(포인팅 레코드)
:::::

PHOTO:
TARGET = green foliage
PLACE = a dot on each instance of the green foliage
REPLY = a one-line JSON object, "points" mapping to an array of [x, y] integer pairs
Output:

:::::

> 작업 설명
위 레코드에서 문자열 "foliage"가 포함된 줄을 모두 추출하시오. 대소문자를 구분한다.

> 출력
TARGET = green foliage
PLACE = a dot on each instance of the green foliage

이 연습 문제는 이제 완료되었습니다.